Task to carry out
Count the lines in the material below that contain the string "wheel", and reply with that number alone. Matching is case-sensitive.

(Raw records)
:::

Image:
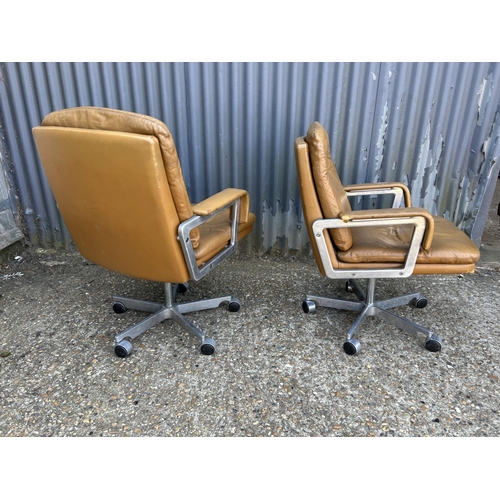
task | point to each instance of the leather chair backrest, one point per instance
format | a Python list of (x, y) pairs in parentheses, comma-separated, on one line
[(114, 196), (331, 194), (310, 202)]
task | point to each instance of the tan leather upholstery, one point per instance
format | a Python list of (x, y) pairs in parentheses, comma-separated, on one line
[(118, 183), (444, 249), (94, 118)]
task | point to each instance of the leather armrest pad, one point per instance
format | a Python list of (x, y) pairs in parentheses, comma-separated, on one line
[(387, 213), (222, 199), (382, 185)]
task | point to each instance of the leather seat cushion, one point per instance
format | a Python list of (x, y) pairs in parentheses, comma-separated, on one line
[(390, 244)]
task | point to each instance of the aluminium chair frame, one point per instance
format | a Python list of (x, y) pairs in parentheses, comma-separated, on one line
[(366, 304), (169, 309)]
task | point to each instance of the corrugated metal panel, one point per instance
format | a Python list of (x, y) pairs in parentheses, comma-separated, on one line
[(434, 126)]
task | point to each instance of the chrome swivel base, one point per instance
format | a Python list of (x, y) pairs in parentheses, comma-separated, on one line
[(168, 310), (367, 306)]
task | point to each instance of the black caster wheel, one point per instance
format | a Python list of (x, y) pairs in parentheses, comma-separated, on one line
[(309, 307), (433, 343), (123, 349), (419, 302), (119, 308), (208, 347), (352, 346), (234, 305)]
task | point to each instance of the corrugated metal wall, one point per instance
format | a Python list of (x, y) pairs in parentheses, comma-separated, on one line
[(434, 126)]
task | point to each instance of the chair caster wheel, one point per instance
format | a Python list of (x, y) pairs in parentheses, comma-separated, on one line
[(234, 305), (433, 343), (123, 349), (119, 308), (208, 347), (309, 307), (352, 346), (419, 302)]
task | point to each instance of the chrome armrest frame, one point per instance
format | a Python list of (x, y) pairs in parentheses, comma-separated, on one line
[(396, 191), (185, 228), (406, 270)]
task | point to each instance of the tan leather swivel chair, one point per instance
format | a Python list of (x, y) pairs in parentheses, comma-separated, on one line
[(118, 183), (381, 243)]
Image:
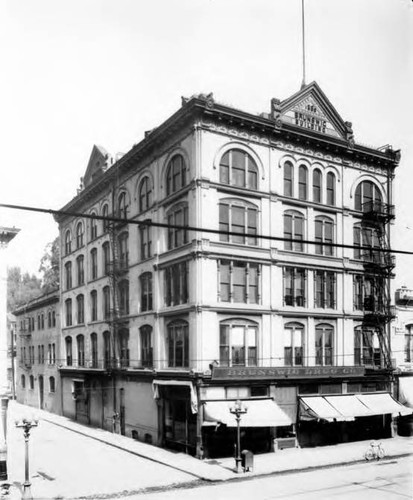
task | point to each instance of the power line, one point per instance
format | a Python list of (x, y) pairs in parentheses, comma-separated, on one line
[(149, 222)]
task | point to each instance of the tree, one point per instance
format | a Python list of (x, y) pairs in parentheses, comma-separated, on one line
[(21, 288), (49, 266)]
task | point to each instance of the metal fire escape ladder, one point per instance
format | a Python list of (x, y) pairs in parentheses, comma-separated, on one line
[(378, 267)]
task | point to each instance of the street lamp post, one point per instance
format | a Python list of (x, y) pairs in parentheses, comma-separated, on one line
[(27, 425), (238, 409)]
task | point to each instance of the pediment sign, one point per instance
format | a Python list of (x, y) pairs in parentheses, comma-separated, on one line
[(98, 163), (310, 109)]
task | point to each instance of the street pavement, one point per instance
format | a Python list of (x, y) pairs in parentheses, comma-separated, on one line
[(70, 460)]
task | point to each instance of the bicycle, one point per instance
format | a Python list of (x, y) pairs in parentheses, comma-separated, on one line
[(375, 451)]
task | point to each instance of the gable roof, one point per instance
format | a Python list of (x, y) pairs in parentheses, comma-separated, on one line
[(310, 108)]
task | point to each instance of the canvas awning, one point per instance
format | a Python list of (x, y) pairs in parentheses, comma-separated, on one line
[(349, 406), (383, 403), (260, 413), (318, 408)]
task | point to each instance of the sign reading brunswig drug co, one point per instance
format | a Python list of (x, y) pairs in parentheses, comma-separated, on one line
[(220, 373)]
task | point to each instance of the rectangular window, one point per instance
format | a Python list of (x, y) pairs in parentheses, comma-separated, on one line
[(239, 282), (294, 287), (324, 289)]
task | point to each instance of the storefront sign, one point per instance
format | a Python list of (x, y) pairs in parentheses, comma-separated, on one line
[(241, 373)]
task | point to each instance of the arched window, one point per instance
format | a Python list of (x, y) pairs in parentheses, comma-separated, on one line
[(107, 351), (52, 384), (94, 349), (80, 309), (93, 227), (317, 185), (302, 182), (367, 196), (80, 341), (178, 344), (324, 343), (238, 343), (145, 194), (146, 291), (123, 288), (105, 214), (106, 302), (69, 353), (324, 233), (68, 242), (238, 168), (94, 263), (68, 307), (93, 305), (239, 217), (80, 264), (366, 347), (79, 235), (331, 189), (293, 229), (293, 344), (145, 333), (122, 206), (175, 175), (177, 216)]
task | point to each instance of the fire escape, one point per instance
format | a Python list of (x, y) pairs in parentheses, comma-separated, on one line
[(378, 271), (117, 271)]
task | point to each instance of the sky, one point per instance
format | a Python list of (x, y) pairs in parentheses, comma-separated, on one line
[(82, 72)]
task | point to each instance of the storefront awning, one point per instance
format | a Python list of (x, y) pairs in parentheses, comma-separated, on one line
[(260, 413), (348, 406), (317, 408), (380, 404), (406, 391)]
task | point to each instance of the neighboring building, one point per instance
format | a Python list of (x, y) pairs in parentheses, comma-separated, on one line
[(37, 348), (164, 328), (11, 353)]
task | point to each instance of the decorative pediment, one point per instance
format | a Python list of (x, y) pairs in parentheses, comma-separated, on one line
[(310, 109), (99, 161)]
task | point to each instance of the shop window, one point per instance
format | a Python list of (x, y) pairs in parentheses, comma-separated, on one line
[(324, 233), (176, 175), (176, 284), (145, 333), (239, 281), (293, 230), (238, 343), (325, 289), (317, 185), (145, 194), (367, 196), (80, 341), (324, 345), (177, 236), (294, 286), (239, 217), (237, 168), (288, 179), (293, 344), (178, 344)]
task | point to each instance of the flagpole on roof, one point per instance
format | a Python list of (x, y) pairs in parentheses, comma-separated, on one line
[(303, 40)]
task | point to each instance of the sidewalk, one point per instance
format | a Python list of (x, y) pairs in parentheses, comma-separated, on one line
[(289, 460)]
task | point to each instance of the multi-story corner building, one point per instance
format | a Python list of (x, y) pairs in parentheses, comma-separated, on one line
[(214, 262), (37, 350)]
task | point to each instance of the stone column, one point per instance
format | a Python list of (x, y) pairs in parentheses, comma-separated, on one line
[(6, 235)]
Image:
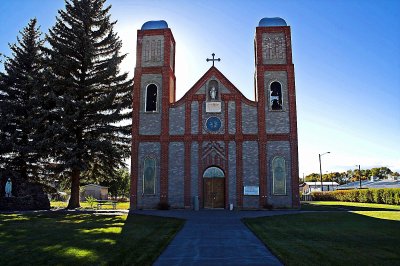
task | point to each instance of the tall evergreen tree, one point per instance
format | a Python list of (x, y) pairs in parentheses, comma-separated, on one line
[(21, 88), (92, 96)]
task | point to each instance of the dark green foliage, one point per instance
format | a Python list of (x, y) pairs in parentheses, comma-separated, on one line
[(90, 98), (118, 185), (379, 195), (21, 88)]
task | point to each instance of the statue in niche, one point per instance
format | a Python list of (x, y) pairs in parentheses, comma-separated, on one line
[(8, 188), (213, 93)]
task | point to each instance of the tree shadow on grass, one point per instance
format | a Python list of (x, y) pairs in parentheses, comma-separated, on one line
[(143, 238), (57, 239)]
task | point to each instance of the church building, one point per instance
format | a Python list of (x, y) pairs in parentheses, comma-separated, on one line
[(214, 147)]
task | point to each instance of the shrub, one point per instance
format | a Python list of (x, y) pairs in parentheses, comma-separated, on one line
[(163, 206), (380, 195), (268, 206)]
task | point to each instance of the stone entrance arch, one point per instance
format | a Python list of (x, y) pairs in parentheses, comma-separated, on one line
[(214, 187)]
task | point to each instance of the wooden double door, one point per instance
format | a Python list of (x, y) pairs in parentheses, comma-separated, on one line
[(214, 192)]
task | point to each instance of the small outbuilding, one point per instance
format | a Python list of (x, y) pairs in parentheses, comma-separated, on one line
[(96, 191), (309, 187)]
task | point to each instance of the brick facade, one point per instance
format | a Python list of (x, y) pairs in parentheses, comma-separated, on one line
[(250, 135)]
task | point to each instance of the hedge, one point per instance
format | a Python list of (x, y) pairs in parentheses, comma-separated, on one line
[(374, 195)]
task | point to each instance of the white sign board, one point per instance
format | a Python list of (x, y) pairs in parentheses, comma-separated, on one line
[(251, 190), (213, 107)]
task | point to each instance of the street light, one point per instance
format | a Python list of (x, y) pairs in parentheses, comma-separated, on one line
[(359, 173), (320, 168)]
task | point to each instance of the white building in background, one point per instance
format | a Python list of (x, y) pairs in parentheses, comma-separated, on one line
[(316, 186)]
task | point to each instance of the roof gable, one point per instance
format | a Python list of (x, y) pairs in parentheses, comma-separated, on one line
[(213, 74)]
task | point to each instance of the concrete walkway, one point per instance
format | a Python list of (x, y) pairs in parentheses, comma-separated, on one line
[(215, 237)]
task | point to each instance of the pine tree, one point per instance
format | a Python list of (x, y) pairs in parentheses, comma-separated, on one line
[(92, 96), (20, 94)]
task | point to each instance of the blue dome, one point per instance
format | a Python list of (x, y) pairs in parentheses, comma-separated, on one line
[(272, 22), (155, 25)]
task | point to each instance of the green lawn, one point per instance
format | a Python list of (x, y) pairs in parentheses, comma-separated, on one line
[(83, 239), (369, 235), (350, 206)]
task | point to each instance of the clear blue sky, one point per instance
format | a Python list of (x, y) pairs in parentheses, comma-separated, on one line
[(346, 55)]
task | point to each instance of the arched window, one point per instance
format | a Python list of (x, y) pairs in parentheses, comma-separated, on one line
[(151, 98), (149, 176), (278, 176), (276, 96), (213, 172)]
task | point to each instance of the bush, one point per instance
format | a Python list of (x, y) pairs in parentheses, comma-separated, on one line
[(163, 206), (380, 195)]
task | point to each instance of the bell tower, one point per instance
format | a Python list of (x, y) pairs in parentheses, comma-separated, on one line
[(153, 91), (277, 118)]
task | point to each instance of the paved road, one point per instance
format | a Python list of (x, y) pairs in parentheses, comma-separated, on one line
[(215, 237)]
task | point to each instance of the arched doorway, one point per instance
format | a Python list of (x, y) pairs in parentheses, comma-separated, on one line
[(214, 188)]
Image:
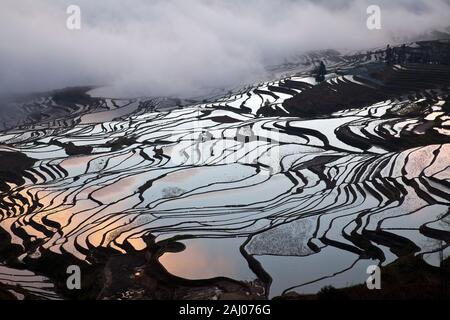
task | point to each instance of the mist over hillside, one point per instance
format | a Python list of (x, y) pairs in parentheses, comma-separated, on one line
[(187, 48)]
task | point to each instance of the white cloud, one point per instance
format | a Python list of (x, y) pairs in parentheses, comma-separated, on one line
[(179, 47)]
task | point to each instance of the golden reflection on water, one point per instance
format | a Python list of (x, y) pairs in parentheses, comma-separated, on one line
[(208, 258)]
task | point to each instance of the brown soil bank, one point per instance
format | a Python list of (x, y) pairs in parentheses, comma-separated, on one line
[(382, 83), (408, 278)]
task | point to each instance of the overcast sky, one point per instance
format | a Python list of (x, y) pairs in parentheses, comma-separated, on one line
[(186, 47)]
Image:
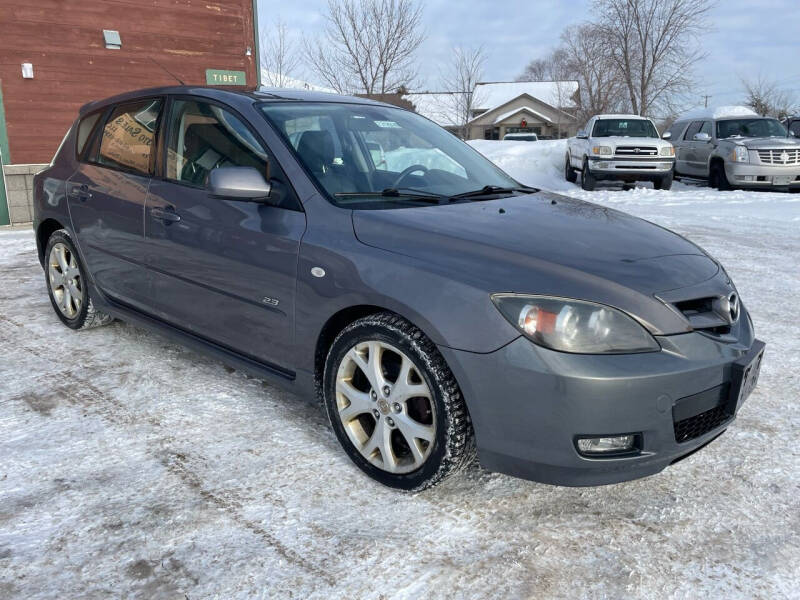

:::

Task output
2